REQUIRED TASK: Locate the line that contains "Target: snow pile", then copy it and all later lines of the data below exactly, through the last one.
** START RECORDS SHOWN **
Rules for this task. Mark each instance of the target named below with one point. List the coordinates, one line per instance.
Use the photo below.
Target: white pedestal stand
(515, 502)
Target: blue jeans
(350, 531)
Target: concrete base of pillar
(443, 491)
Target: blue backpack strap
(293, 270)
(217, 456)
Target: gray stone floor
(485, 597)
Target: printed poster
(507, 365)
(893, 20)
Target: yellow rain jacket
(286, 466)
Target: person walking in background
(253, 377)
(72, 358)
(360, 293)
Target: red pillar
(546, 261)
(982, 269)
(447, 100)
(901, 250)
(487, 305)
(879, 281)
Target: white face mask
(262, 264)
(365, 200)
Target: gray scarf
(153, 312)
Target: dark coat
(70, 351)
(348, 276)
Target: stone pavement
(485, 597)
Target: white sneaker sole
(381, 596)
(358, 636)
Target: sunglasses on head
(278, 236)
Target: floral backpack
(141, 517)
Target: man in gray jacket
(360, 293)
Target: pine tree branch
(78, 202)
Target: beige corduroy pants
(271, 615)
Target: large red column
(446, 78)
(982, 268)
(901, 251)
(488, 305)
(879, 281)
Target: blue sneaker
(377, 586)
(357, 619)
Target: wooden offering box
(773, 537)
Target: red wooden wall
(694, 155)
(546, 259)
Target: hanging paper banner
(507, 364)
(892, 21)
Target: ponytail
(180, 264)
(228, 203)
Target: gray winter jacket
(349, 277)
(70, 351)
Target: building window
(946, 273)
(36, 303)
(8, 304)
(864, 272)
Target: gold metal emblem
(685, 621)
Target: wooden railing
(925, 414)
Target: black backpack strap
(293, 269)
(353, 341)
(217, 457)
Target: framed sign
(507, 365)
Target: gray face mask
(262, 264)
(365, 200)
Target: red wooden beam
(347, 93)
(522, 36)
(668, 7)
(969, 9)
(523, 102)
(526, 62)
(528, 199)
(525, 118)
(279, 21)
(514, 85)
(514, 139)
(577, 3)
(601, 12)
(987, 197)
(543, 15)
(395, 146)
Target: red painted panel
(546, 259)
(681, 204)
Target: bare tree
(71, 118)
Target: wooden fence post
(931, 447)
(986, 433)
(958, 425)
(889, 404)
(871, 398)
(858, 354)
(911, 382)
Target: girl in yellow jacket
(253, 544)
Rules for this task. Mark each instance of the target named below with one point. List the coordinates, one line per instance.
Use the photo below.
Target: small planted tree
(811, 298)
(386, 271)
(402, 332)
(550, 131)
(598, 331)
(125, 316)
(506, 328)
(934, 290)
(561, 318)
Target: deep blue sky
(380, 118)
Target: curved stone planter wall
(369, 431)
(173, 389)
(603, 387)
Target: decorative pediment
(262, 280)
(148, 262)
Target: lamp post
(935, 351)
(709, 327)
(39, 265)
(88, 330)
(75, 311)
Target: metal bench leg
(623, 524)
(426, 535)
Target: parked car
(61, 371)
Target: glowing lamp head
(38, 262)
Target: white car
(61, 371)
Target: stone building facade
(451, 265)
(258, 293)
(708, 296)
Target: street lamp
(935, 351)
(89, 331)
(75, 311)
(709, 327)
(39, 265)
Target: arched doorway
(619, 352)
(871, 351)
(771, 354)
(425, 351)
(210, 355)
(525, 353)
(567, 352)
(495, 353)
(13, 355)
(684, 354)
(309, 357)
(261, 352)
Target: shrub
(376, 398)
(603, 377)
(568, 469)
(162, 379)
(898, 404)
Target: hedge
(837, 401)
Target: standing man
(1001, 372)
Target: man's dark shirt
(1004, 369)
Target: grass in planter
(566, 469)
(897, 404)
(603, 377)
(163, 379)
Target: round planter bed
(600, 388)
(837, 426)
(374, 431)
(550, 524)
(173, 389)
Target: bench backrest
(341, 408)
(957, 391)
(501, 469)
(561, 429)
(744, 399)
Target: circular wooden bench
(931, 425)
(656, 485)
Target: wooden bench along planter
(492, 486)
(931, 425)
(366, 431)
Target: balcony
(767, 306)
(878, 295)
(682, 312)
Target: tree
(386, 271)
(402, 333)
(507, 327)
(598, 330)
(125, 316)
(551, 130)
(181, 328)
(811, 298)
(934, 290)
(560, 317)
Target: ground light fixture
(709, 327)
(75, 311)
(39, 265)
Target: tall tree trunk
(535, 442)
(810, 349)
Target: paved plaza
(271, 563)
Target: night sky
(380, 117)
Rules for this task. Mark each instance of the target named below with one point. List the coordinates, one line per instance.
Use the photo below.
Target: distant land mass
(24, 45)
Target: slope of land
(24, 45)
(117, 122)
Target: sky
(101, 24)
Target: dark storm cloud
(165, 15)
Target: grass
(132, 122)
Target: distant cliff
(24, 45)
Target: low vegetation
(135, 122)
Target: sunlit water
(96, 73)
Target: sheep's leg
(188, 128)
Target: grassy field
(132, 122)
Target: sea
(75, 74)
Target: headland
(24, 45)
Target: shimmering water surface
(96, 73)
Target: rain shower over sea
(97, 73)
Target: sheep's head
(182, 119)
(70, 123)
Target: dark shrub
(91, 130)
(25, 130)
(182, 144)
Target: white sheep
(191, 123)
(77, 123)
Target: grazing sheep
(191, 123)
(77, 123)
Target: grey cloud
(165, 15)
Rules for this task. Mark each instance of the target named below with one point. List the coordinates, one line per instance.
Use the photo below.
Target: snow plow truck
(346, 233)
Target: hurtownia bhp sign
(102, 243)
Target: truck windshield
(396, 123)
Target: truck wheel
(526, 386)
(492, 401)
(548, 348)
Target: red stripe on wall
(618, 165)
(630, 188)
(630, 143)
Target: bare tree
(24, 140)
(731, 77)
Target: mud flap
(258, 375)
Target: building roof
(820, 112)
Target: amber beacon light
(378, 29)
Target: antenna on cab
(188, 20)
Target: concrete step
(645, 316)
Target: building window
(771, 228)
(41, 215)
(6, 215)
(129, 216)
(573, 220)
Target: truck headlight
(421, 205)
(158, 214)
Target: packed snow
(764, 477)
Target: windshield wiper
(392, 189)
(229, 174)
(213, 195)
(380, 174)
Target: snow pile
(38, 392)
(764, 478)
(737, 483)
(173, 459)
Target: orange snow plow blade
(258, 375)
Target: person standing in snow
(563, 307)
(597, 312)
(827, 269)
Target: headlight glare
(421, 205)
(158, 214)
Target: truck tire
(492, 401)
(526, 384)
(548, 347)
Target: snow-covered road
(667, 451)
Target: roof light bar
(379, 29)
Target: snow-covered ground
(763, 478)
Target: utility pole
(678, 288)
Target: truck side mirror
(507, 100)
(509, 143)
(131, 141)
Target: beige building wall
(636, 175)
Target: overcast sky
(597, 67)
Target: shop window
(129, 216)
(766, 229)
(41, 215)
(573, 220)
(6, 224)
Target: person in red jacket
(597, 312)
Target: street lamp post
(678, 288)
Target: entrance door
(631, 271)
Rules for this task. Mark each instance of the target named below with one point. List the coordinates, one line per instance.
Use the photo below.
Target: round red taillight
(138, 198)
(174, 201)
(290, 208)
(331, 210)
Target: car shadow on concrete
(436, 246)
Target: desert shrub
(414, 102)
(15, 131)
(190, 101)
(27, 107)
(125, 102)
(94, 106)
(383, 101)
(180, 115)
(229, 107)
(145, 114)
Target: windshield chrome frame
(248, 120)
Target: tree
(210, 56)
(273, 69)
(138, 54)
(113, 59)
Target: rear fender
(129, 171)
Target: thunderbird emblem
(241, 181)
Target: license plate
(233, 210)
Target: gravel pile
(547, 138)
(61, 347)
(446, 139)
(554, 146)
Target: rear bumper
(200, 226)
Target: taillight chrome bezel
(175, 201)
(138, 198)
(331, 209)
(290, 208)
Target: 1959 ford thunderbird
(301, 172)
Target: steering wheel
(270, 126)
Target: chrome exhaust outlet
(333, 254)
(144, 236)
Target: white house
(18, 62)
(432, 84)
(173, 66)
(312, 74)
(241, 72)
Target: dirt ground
** END RECORDS SHOWN **
SOLUTION TO THIS TASK:
Target: snow pile
(38, 392)
(764, 478)
(737, 483)
(173, 459)
Target: orange snow plow blade
(258, 375)
Target: person standing in snow
(563, 307)
(597, 312)
(827, 269)
Target: headlight glare
(421, 205)
(158, 214)
Target: truck tire
(492, 401)
(526, 384)
(548, 347)
Target: snow-covered road
(667, 451)
Target: roof light bar
(379, 29)
Target: snow-covered ground
(763, 478)
Target: utility pole
(678, 288)
Target: truck side mirror
(507, 100)
(509, 143)
(131, 141)
Target: beige building wall
(636, 175)
Target: overcast sky
(597, 67)
Target: shop window
(129, 216)
(766, 229)
(41, 215)
(573, 220)
(6, 224)
Target: person in red jacket
(597, 312)
Target: street lamp post
(678, 288)
Target: entrance door
(631, 271)
Rules for this task. Mark each instance of the target named below with one point. List the coordinates, one line per instance.
Use the photo below.
Target: round red taillight
(138, 198)
(174, 201)
(290, 208)
(331, 210)
Target: car shadow on concrete
(436, 246)
Target: desert shrub
(414, 102)
(15, 131)
(190, 101)
(27, 107)
(125, 102)
(94, 106)
(383, 101)
(180, 115)
(229, 107)
(145, 114)
Target: windshield chrome frame
(248, 120)
Target: tree
(210, 56)
(273, 69)
(138, 54)
(113, 59)
Target: rear fender
(129, 171)
Target: thunderbird emblem
(241, 181)
Target: license plate
(233, 210)
Target: gravel pile
(547, 138)
(61, 347)
(446, 139)
(554, 146)
Target: rear bumper
(200, 226)
Target: taillight chrome bezel
(175, 201)
(138, 198)
(331, 209)
(290, 208)
Target: 1959 ford thunderbird
(301, 172)
Target: steering wheel
(270, 126)
Target: chrome exhaust outlet
(333, 254)
(144, 236)
Target: white house
(18, 62)
(432, 84)
(173, 66)
(312, 74)
(241, 72)
Target: dirt ground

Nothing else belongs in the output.